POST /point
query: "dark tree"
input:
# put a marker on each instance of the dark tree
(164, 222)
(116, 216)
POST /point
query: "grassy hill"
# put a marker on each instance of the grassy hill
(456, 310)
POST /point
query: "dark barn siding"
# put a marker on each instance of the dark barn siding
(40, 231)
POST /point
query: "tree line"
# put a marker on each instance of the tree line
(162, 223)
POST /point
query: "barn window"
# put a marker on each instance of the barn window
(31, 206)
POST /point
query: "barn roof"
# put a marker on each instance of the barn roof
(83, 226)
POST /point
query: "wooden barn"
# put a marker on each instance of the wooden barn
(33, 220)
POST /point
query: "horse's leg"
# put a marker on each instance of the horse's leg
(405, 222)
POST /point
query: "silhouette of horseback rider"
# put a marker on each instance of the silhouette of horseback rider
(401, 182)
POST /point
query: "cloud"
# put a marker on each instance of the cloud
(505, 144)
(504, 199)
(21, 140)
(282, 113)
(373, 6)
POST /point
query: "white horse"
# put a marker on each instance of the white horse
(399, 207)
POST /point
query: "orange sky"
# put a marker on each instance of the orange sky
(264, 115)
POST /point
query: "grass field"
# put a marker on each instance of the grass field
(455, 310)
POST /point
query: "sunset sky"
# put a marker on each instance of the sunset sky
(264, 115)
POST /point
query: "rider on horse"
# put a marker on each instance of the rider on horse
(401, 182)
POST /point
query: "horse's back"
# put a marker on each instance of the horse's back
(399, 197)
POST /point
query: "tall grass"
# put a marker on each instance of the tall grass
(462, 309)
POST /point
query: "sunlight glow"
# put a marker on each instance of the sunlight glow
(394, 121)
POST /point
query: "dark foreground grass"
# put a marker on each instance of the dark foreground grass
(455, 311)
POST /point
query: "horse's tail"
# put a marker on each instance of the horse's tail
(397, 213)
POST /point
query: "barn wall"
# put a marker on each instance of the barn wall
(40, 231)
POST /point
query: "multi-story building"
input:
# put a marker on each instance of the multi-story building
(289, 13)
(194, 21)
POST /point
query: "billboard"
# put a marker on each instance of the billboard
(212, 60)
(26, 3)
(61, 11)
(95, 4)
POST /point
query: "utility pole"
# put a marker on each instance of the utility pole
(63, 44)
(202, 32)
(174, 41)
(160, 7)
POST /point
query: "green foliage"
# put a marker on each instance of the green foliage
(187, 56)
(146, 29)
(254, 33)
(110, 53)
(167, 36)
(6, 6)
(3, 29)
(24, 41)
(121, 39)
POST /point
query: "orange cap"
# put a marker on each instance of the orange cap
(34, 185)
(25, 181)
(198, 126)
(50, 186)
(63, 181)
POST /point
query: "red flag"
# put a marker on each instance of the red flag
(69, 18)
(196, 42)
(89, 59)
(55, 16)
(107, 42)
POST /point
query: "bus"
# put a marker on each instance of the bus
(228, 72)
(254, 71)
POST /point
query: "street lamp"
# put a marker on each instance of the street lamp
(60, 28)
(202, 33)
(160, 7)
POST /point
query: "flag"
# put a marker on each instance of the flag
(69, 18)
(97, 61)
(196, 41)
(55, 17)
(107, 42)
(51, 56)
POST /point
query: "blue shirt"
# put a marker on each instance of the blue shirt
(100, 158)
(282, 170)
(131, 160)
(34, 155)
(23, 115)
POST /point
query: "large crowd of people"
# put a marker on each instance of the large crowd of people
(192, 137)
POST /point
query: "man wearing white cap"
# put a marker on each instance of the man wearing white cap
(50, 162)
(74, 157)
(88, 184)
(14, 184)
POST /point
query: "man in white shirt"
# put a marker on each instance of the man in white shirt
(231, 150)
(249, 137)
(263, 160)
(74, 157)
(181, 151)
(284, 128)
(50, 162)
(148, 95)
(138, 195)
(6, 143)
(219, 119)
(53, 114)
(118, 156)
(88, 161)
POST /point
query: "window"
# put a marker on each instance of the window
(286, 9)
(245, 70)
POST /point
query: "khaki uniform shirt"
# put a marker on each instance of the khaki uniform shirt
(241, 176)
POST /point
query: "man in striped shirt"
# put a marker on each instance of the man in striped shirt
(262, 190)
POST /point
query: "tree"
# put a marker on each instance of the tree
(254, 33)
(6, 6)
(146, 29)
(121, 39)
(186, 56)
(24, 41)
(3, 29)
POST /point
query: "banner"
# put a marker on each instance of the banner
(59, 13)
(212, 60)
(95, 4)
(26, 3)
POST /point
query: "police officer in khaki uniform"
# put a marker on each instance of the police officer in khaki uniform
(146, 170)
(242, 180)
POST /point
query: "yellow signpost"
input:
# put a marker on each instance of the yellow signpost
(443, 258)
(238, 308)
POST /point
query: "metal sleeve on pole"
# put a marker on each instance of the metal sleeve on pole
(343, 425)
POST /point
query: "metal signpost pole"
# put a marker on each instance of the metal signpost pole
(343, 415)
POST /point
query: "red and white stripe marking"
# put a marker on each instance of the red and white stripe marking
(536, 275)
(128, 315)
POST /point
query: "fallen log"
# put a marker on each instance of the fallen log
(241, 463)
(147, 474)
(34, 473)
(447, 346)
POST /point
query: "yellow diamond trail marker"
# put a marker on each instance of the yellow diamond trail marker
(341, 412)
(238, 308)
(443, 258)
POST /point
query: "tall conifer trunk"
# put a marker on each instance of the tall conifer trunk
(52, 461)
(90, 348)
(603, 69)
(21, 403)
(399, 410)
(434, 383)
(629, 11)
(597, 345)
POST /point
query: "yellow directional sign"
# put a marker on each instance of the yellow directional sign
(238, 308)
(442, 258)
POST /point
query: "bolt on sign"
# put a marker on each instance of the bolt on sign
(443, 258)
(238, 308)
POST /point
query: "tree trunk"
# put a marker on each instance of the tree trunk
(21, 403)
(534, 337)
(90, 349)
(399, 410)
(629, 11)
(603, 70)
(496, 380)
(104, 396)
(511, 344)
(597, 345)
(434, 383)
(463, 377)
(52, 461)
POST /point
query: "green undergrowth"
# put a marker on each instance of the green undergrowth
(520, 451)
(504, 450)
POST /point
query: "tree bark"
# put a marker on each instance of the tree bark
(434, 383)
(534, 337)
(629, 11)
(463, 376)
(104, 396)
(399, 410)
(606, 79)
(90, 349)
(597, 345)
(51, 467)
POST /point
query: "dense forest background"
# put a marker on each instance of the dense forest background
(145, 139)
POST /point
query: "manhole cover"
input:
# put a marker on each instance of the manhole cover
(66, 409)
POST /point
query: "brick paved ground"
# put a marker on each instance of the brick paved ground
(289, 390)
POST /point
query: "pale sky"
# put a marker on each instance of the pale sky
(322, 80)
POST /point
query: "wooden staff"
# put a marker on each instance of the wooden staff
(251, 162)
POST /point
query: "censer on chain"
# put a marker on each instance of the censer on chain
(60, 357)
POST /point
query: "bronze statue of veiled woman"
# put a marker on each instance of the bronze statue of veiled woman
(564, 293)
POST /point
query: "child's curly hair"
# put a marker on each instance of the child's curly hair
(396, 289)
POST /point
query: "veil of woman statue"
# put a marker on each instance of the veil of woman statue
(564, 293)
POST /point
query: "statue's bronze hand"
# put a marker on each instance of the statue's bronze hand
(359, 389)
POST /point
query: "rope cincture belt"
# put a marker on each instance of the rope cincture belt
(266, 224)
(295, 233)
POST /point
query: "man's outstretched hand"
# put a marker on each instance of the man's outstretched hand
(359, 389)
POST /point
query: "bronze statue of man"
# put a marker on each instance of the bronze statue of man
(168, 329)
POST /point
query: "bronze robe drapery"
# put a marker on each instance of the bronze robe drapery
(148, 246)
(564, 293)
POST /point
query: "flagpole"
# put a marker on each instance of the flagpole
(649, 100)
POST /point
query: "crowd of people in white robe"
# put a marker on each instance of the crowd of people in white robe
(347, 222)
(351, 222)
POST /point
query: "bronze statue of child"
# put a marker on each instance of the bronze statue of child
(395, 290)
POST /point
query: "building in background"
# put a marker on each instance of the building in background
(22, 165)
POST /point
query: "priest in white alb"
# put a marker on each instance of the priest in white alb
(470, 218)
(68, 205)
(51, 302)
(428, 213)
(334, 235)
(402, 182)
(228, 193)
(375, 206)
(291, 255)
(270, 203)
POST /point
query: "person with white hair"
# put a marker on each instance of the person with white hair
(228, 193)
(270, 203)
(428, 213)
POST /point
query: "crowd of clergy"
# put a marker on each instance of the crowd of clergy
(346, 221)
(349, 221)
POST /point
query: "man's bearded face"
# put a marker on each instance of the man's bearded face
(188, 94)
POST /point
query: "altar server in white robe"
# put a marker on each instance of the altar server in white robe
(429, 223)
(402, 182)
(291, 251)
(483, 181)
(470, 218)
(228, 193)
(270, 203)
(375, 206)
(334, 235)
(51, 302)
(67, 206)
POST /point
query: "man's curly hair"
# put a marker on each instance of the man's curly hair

**REQUIRED TASK**
Return every line of the items above that contains the string "field", matching case exactly.

**COMPLETE OUTPUT**
query: "grass field"
# put a marker on each instance of the grass field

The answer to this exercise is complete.